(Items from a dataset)
----------

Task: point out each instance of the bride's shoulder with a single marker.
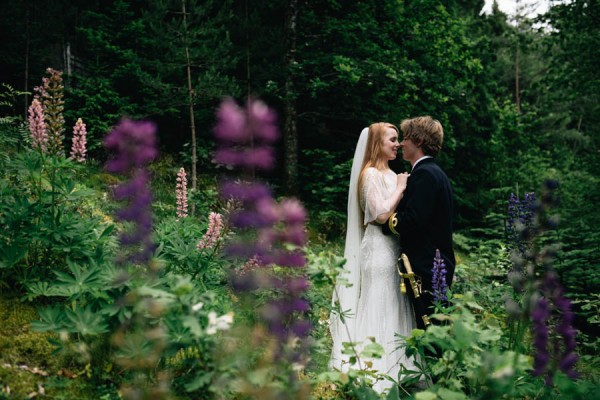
(372, 171)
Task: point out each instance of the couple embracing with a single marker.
(390, 214)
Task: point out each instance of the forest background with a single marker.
(518, 97)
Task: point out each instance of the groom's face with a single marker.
(409, 150)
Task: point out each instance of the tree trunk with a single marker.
(191, 103)
(26, 83)
(290, 133)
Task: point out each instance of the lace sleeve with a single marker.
(375, 198)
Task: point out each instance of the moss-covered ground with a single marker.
(30, 366)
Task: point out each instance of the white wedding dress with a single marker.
(380, 310)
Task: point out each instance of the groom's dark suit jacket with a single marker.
(425, 216)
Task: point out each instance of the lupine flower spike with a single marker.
(37, 126)
(181, 192)
(245, 138)
(211, 237)
(79, 142)
(135, 146)
(53, 108)
(440, 286)
(542, 316)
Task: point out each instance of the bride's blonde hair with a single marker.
(373, 153)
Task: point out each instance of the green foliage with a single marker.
(326, 191)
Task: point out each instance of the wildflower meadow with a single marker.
(173, 192)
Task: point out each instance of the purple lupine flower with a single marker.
(134, 146)
(439, 284)
(37, 126)
(79, 142)
(211, 237)
(246, 135)
(513, 213)
(181, 193)
(540, 317)
(528, 209)
(134, 143)
(563, 338)
(245, 139)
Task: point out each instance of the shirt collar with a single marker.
(419, 160)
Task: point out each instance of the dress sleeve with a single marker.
(375, 197)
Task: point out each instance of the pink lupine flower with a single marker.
(181, 192)
(37, 126)
(79, 141)
(53, 100)
(249, 266)
(210, 238)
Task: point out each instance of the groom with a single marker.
(423, 219)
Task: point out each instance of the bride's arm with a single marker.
(394, 199)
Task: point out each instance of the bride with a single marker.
(374, 305)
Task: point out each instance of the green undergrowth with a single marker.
(29, 366)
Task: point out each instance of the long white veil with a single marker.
(347, 296)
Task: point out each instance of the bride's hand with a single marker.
(402, 179)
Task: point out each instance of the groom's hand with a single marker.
(389, 226)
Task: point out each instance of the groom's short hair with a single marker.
(425, 132)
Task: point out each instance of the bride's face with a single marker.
(390, 145)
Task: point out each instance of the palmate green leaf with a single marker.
(372, 350)
(193, 325)
(80, 280)
(426, 396)
(201, 380)
(52, 319)
(85, 322)
(11, 255)
(447, 394)
(43, 289)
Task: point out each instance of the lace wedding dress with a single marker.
(383, 310)
(372, 298)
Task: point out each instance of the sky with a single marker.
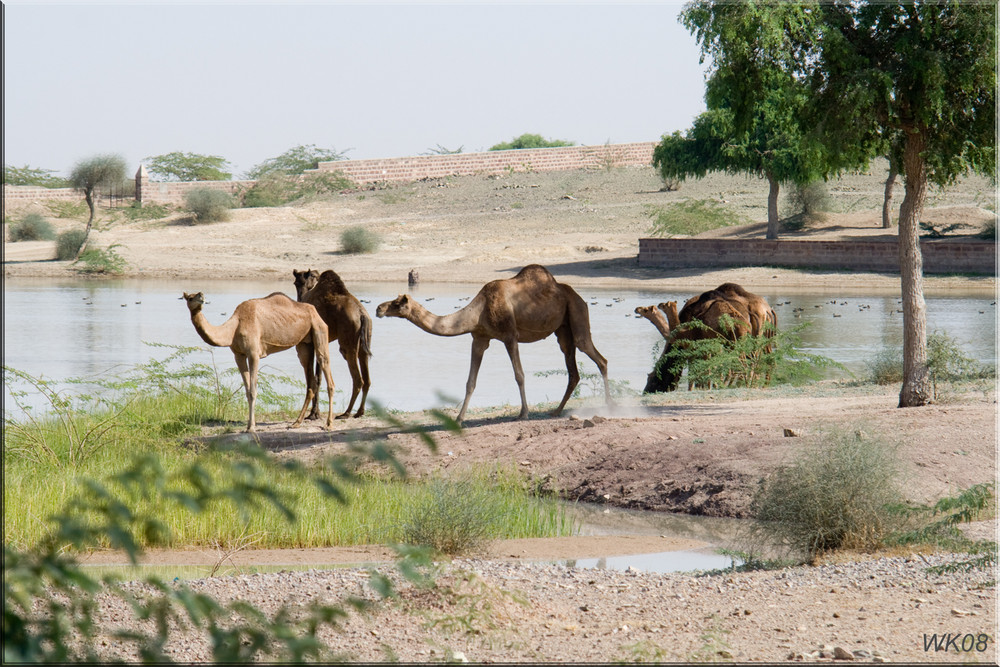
(248, 81)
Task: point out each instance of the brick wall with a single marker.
(389, 169)
(493, 162)
(940, 256)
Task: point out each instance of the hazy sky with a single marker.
(247, 81)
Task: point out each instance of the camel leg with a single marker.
(479, 346)
(248, 371)
(515, 361)
(568, 347)
(586, 346)
(305, 353)
(366, 382)
(324, 358)
(350, 355)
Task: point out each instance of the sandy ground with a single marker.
(693, 452)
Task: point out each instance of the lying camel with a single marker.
(522, 309)
(259, 327)
(710, 308)
(348, 322)
(656, 317)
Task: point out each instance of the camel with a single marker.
(656, 317)
(347, 322)
(522, 309)
(259, 327)
(709, 309)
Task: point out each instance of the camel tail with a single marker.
(366, 333)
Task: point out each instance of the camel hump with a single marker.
(332, 282)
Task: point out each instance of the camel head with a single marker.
(398, 307)
(305, 281)
(195, 301)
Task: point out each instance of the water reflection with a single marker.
(63, 329)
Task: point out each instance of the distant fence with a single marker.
(939, 255)
(386, 169)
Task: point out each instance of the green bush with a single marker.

----------

Print each of the records above exactly as written, leaving no picture in the copy.

→ RESULT
Task: point out each instance of the bride's shoulder with a single marker.
(372, 171)
Task: point out each instance of the couple embracing with a single marker.
(390, 214)
Task: point out each instance of the forest background with a single marker.
(518, 97)
Task: point out each instance of the groom's face with a single marker.
(409, 150)
Task: point out each instance of the tree trunk with a single marker.
(191, 103)
(26, 83)
(290, 133)
Task: point out each instance of the lace sleeve with a single marker.
(375, 198)
Task: point out each instance of the moss-covered ground with a single marker.
(30, 366)
Task: point out each instance of the white wedding dress with a single marker.
(380, 310)
Task: point out each instance of the groom's dark suit jacket with a single marker.
(425, 216)
Task: point out each instance of the lupine flower spike with a single marker.
(37, 126)
(181, 192)
(245, 138)
(211, 237)
(79, 142)
(135, 146)
(53, 108)
(440, 286)
(542, 316)
Task: point out each instance of the bride's blonde hair with a single marker.
(373, 153)
Task: point out each instance of the green foliage with a single marker.
(326, 191)
Task: point out each instance of the wildflower meadow with a single marker.
(173, 192)
Task: point out each instance of the purple lupine flower with a single marker.
(134, 146)
(439, 284)
(37, 126)
(79, 142)
(211, 237)
(246, 135)
(513, 213)
(181, 193)
(540, 317)
(528, 209)
(134, 143)
(563, 338)
(245, 139)
Task: point out each instance of the shirt collar with a single marker.
(419, 160)
Task: point out each instance of the dress sleeve with a single marker.
(375, 197)
Task: point out each instance of the pink lupine flower with a single marker.
(181, 192)
(37, 126)
(79, 141)
(53, 100)
(249, 266)
(210, 238)
Task: point out each instance of the groom with a single marker.
(423, 219)
Task: point out each instance of the bride's arm with a single marker.
(394, 199)
Task: point out each instance of the bride with a single marker.
(374, 305)
Task: point out each instance of the green undergrowth with a single marker.
(29, 366)
Task: point out each instance of the long white veil with a single marker.
(347, 296)
Task: point out each instance of the bride's hand with a single marker.
(402, 179)
Task: point out each instance of the groom's hand with a single marker.
(389, 226)
Task: point out each instance of the groom's short hair with a single marker.
(425, 132)
Task: point out each instance of the bride's face with a single marker.
(390, 145)
Task: point out each instance of the palmate green leaf with a single marker.
(372, 350)
(193, 325)
(80, 280)
(426, 396)
(201, 380)
(52, 319)
(85, 322)
(11, 255)
(447, 394)
(43, 289)
Task: point out each instance of the lace wedding dress with a single marker.
(383, 310)
(372, 298)
Task: point out each instance of the sky with a single marker.
(248, 81)
Task: point out each instance of the brick wall with a single marker.
(389, 169)
(493, 162)
(940, 256)
Task: point out each instance of the hazy sky with a single marker.
(247, 81)
Task: point out each instance of the camel leg with a single marker.
(479, 346)
(248, 371)
(515, 361)
(568, 347)
(586, 346)
(305, 353)
(366, 382)
(324, 358)
(350, 355)
Task: point out each instance of the sandy ground with a single marker.
(693, 452)
Task: point out each instance of the lying camel with a single marker.
(522, 309)
(259, 327)
(710, 308)
(348, 322)
(656, 317)
Task: point out each instance of the camel with a single marker.
(656, 317)
(347, 322)
(522, 309)
(259, 327)
(709, 309)
Task: point out each instance of the camel tail with a single marker.
(366, 333)
Task: point out each instance of the camel hump with a single marker.
(332, 282)
Task: point out each instance of the camel head with a single marker.
(398, 307)
(305, 281)
(195, 301)
Task: point out each instance of the water reflection with a single marker.
(63, 329)
Task: point out each instance of the distant fence with a single marker.
(939, 255)
(386, 169)
Task: point out each instance of the green bush with a single marker.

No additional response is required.